Source extract:
◆ ◆ ◆ ◆

Part of the problem with this is that even though you have a bunch of options to change how you look, they’re all pretty superficial. You really don’t have a whole lot of control with morphing your face to make it fit right or look entirely believable in the predetermined face shapes available. My face ended up looking like some sort of weird death mask. I’ve seen pictures and videos of people who have managed to make it look great, but for me it just wasn’t happening. Luckily, you can use one of the many generic faces the game provides, alter it with the same options, and after that you’re off to the races.

Even though the face gimmick wasn’t entirely successful for me, the area where Bloodmasque is phenomenally successful is with its incredibly cool story and the interesting strategy that’s involved with the gameplay.

Bloodmasque is set in Paris in the early 19th century. The world has been overrun by vampires and vampire/human crossbreeds, and regular humanity lives in constant fear that their bloodsucking overlords will wipe them out entirely. Over time a small but dedicated team of vampire hunters and resistance fighters rise up all across the globe in order to push back against the evil. Bloodmasque follows the exploits of you and other fighters in Paris as they deal with the vampire threat and prepare for the rumored return of the powerful vampire queen.


It’s a great story, with a plot full of twists and turns, political maneuvers, ever changing allegiances, and really intriguing lore to give some weighty history to your constant battles against the vampire scourge.

The gameplay is pretty similar to Infinity Blade, but with enough changes to make it seem a little less dated in some respects, but more repetitive in others. As with Infinity Blade, you move around the map finding quests (aka battles) to do and loot to pick up. You can also find question marks that when tapped give you a little more background on the world at large.

When the battles actually happen is when you’re presented to both the old and new ways of doing things. You fight enemies by doing nothing more than tapping repeatedly on the screen to swing your weapon, and swiping left or right to dodge. It’s a simplistic take on the Infinity Blade style that can get boring rather fast, and the game doesn’t always register your taps and swipes as easily as it should. But where Bloodmasque gets really interesting is with the other elements you can bring into battle.


See, every vampire is part of a certain blood clan and those bloodlines bring certain benefits with them. Before you start every battle you’re able to choose a different bloodline to align yourself with, and since some bloodlines are opposing forces to other bloodlines, choosing the right one gives you certain benefits during battle. You can choose one that gives you more damage, or one that gains you more loot. Different blood clans also have special attacks that you can use during battle. Just like in Infinity Blade, once your power meter is filled you can unleash a devastating special move that if you time it just right has the potential to inflict an ungodly amount of damage on your enemies.

On top of this, you’re able to recruit other members in your battle, for a total of three, and they can give you benefits depending on what clan they’re with as well what special abilities they have from their equipment. What’s even cooler about this is that the other party members can be computer generated, or they can be other players made by real people. There’s a whole blood-bond system that allows you to form bonds with other players and you can take advantage of their talents when you have the chance. It’s a surprisingly complex system that if used right can be a great boon to how you play the game. I’ve had other players form bonds with me even when I wasn’t playing.

If you’re victorious in battle and you’ve successfully staked your foe and siphoned their blood and shared it with your friends, you gain experience from the blood you’ve collected. Your character can then potentially increase in level and blood-clan abilities. You can even gain blood from other players that you’re bonded with, even if you’re not currently playing.

◆ ◆ ◆ ◆

Supplied material:
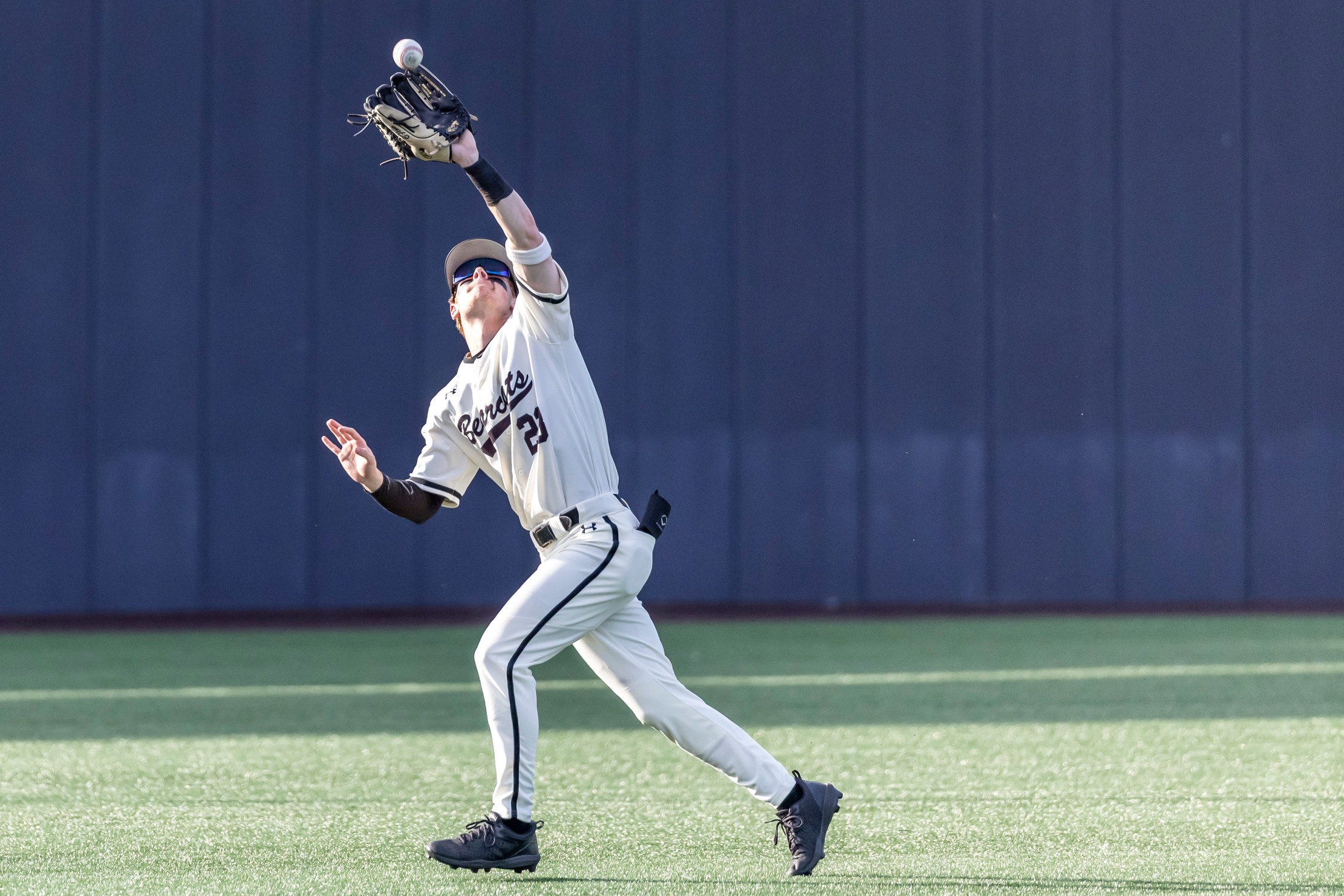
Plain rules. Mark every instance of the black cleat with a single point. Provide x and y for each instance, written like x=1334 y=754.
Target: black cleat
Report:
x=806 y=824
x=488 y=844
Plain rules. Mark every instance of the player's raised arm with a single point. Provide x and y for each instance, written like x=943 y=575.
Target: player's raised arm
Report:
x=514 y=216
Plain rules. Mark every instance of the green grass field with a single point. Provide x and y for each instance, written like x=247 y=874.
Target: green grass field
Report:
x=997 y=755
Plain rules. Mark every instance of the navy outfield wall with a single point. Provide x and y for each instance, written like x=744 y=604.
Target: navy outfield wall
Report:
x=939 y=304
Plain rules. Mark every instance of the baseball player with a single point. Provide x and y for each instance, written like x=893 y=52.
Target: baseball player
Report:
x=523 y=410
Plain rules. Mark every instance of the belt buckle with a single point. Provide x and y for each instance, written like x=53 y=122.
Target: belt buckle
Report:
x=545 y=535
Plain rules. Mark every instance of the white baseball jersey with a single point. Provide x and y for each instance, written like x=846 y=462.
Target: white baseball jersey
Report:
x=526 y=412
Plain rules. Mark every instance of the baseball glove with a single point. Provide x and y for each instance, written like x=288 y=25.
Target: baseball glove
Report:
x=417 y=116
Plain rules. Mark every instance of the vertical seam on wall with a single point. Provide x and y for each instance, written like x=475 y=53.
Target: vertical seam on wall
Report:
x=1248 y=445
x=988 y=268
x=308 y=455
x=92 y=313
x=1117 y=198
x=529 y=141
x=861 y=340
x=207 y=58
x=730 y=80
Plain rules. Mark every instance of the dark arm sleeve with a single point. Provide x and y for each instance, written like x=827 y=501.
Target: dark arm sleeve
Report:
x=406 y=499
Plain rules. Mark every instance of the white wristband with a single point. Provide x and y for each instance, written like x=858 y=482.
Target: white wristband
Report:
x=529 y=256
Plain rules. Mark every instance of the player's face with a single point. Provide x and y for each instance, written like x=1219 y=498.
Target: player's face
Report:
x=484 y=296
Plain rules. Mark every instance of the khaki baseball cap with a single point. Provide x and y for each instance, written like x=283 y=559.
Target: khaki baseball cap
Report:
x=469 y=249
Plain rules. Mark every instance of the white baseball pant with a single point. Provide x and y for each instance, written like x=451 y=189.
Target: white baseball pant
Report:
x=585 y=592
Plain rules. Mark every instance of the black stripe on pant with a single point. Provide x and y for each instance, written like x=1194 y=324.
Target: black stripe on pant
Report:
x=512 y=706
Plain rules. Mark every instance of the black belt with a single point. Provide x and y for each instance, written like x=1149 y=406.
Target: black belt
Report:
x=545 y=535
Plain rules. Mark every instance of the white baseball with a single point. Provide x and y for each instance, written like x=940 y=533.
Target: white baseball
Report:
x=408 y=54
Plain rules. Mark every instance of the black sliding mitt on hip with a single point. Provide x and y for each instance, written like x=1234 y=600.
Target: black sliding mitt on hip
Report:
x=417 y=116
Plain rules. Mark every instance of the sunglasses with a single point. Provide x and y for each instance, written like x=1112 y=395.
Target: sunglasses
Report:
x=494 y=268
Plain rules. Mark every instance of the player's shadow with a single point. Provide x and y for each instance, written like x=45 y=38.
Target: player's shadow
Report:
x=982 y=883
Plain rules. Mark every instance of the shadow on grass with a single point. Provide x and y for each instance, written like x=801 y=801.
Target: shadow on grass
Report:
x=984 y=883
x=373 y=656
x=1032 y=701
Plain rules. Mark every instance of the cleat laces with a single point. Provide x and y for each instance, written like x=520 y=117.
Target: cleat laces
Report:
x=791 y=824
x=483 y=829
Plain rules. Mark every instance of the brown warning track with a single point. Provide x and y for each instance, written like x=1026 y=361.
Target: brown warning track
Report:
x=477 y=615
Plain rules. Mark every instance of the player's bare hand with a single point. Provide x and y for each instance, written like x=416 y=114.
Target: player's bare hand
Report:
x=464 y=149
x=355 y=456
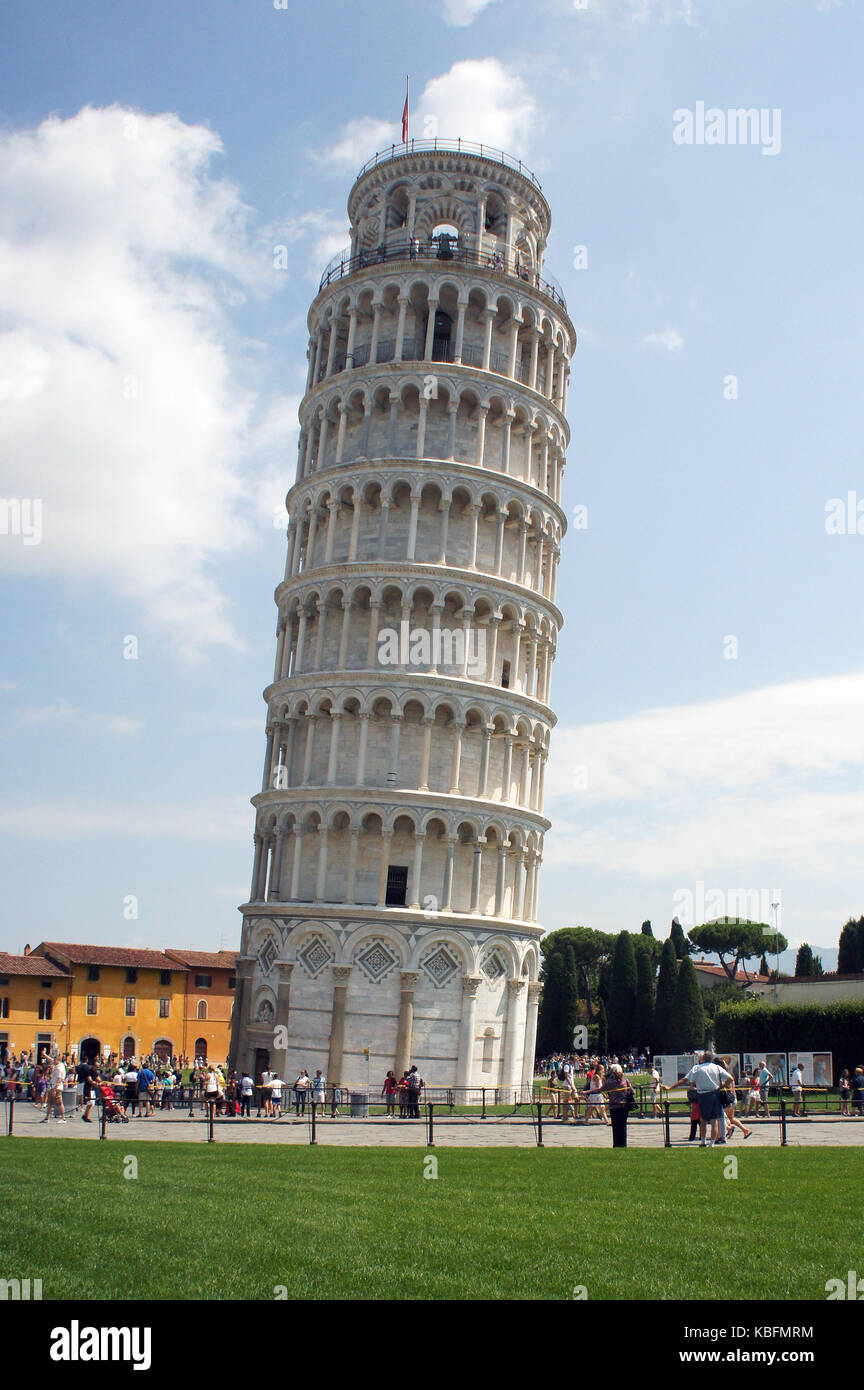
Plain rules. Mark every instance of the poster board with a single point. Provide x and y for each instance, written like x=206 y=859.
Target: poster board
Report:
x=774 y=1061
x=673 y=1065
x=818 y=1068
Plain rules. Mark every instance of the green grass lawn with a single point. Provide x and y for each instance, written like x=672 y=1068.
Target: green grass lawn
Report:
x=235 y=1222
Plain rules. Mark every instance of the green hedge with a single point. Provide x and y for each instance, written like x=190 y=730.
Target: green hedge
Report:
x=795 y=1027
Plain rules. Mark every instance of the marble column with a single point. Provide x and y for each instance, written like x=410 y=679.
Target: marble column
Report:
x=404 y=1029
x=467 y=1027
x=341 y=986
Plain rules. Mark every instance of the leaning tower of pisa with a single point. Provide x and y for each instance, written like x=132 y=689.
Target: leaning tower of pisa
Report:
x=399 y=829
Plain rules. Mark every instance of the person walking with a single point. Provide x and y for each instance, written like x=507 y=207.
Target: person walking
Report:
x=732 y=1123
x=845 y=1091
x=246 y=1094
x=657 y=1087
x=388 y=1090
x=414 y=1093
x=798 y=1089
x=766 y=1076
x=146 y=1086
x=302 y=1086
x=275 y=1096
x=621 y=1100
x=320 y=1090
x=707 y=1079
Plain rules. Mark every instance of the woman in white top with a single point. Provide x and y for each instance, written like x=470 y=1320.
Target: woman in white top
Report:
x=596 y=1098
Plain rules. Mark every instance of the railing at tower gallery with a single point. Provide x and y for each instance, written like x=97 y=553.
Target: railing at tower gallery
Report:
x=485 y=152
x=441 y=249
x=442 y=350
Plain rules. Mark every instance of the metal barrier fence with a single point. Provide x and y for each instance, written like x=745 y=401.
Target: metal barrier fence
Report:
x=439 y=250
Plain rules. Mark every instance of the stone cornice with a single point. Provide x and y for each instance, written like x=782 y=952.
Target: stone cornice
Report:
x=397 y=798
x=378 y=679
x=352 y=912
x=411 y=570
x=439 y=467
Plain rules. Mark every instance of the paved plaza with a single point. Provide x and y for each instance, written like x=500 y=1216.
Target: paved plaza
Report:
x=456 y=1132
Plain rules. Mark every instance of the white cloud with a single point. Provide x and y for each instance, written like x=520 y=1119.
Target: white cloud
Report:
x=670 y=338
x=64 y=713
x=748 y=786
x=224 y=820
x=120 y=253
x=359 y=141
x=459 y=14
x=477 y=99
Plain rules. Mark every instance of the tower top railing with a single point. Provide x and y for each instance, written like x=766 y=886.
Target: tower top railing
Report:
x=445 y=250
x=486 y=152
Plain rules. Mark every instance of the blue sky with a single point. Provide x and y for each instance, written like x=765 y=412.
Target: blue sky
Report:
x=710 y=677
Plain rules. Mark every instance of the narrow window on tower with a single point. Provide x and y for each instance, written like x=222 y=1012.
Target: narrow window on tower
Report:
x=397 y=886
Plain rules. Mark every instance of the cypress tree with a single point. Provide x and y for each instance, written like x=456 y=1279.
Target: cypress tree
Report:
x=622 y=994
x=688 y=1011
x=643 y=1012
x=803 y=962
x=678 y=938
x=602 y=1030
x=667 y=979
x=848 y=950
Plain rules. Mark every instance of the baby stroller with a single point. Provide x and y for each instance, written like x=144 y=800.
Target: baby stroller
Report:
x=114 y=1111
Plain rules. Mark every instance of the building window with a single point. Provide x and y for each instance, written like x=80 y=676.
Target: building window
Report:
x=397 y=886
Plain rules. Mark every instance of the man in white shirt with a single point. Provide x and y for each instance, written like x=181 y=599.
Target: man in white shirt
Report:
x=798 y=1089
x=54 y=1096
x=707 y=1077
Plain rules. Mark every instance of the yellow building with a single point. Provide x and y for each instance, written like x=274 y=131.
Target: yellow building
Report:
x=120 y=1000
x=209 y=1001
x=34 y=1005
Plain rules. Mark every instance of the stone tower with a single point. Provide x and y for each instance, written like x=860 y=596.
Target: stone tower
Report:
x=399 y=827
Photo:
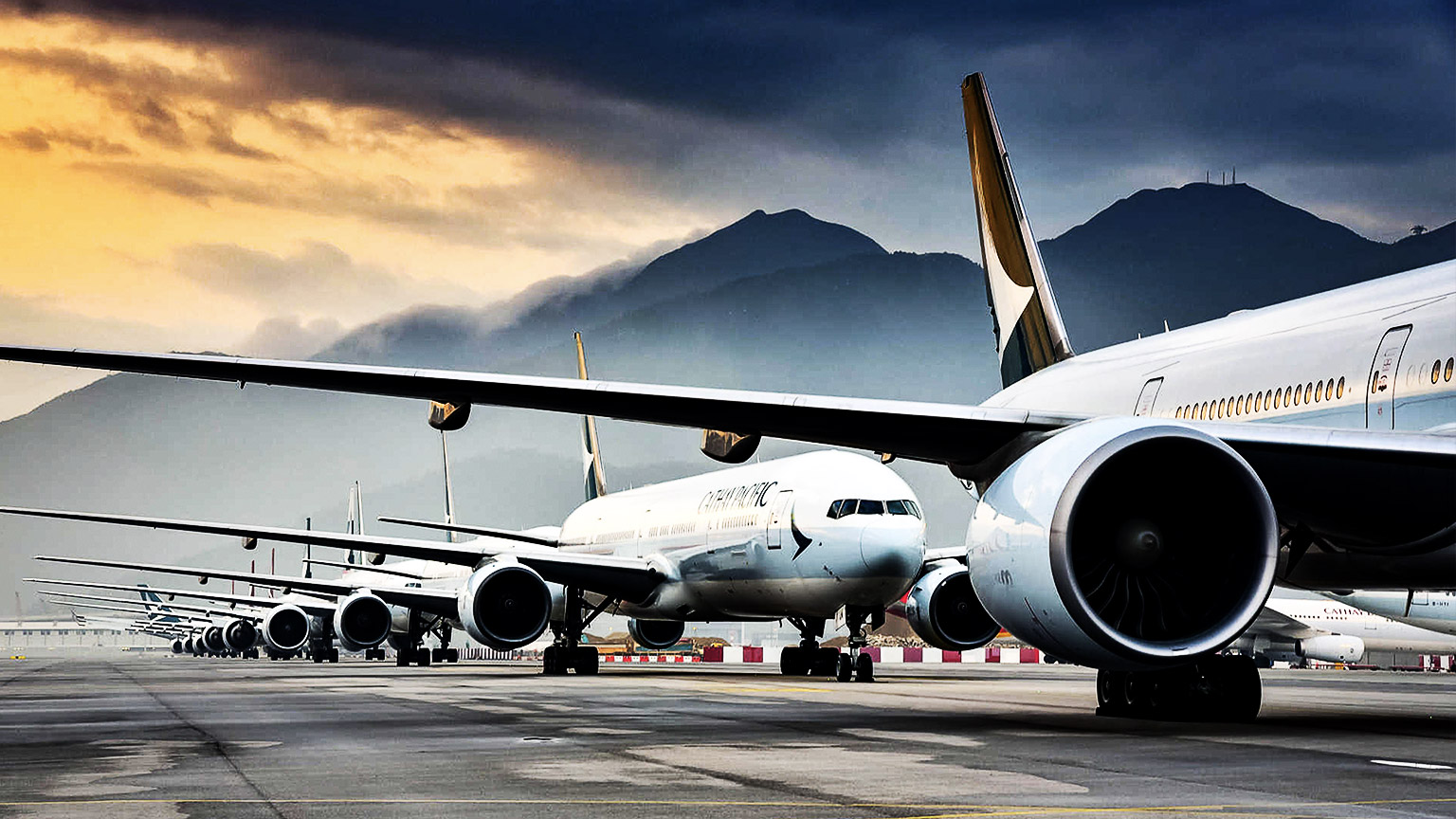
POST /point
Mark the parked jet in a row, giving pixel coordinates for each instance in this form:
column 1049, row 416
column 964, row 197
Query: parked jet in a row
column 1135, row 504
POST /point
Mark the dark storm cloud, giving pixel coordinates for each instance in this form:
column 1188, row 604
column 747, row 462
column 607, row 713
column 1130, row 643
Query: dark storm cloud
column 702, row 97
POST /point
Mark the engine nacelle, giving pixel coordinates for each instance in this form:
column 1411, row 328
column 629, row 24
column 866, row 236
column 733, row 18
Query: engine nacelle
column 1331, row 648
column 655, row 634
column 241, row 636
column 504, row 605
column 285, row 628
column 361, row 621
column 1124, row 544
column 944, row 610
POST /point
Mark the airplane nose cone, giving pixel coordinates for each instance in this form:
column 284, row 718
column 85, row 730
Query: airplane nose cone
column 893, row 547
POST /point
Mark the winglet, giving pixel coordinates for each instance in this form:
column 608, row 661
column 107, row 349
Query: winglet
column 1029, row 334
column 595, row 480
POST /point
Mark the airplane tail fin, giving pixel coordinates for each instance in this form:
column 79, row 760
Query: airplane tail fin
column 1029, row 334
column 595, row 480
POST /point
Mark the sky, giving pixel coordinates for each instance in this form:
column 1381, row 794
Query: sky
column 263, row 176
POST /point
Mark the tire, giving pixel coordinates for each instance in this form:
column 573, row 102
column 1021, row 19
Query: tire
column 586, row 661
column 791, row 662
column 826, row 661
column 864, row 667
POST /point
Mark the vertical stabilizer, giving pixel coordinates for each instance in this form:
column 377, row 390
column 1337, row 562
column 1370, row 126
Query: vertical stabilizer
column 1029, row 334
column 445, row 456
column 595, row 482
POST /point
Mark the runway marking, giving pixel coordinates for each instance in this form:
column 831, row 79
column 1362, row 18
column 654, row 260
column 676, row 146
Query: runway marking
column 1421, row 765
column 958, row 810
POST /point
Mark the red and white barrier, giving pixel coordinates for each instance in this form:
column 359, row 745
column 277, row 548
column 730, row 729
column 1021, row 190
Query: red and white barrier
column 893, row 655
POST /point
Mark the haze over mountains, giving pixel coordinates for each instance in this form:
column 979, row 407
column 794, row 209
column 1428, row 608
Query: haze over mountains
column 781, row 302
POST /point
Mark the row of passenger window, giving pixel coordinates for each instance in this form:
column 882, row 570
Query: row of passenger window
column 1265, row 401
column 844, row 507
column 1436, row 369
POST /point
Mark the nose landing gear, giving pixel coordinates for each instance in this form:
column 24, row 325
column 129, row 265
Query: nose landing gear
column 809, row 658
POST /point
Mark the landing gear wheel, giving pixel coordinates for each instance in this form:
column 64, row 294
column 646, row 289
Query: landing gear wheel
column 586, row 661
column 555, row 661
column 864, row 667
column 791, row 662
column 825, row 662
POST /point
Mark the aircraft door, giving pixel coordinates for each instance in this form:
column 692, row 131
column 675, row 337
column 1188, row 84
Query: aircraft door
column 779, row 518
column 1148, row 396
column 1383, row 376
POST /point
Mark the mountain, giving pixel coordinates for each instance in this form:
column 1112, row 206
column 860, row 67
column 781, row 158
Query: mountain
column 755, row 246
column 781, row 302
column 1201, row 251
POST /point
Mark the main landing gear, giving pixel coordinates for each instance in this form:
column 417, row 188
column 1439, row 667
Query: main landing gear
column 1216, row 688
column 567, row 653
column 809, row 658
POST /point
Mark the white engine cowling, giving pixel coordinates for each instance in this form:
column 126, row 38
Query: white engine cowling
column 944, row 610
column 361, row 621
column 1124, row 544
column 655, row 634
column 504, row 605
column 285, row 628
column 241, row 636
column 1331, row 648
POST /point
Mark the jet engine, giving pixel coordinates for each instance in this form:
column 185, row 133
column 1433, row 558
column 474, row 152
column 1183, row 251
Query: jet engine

◆ ◆ ◆ ◆

Parts of the exercise:
• 1. According to the game review, what kinds of things can the player find while moving around the map?
• 2. Copy the records from their first line through the line holding "x=526 y=412", both included, and omit the pictures.
The game review and the records were drawn from separate, unrelated sources.

The replies:
• 1.
- Quests (battles) to do
- Loot to pick up
- Question marks that give more background on the world when tapped

• 2.
Plain rules. Mark every instance of the black cleat with a single point. Provide x and y for each instance, written like x=1334 y=754.
Target: black cleat
Report:
x=806 y=824
x=488 y=844
Plain rules. Mark every instance of the player's raised arm with a single point. Provide x and y for each instance, written like x=943 y=575.
Target: player's raised arm
Report:
x=514 y=216
Plain rules. Mark every instance of the green grass field with a single point. Provide x and y for each instance, written like x=247 y=874.
Target: green grass field
Report:
x=997 y=755
Plain rules. Mark every instance of the navy outfield wall with a single point. Provide x and y for each instance, written like x=744 y=604.
Target: navy outfield wall
Report:
x=939 y=304
Plain rules. Mark every instance of the baseball player with a single point. Provide x and y for each instance, written like x=893 y=52.
Target: baseball player
Report:
x=523 y=410
Plain rules. Mark every instance of the belt buckle with a single point. Provide x and y for each instance, written like x=53 y=122.
Target: belt buckle
Report:
x=545 y=535
Plain rules. Mark every instance of the white baseball jersey with a single point. Provide x and y for each instance, written like x=846 y=462.
Target: white baseball jersey
Report:
x=526 y=412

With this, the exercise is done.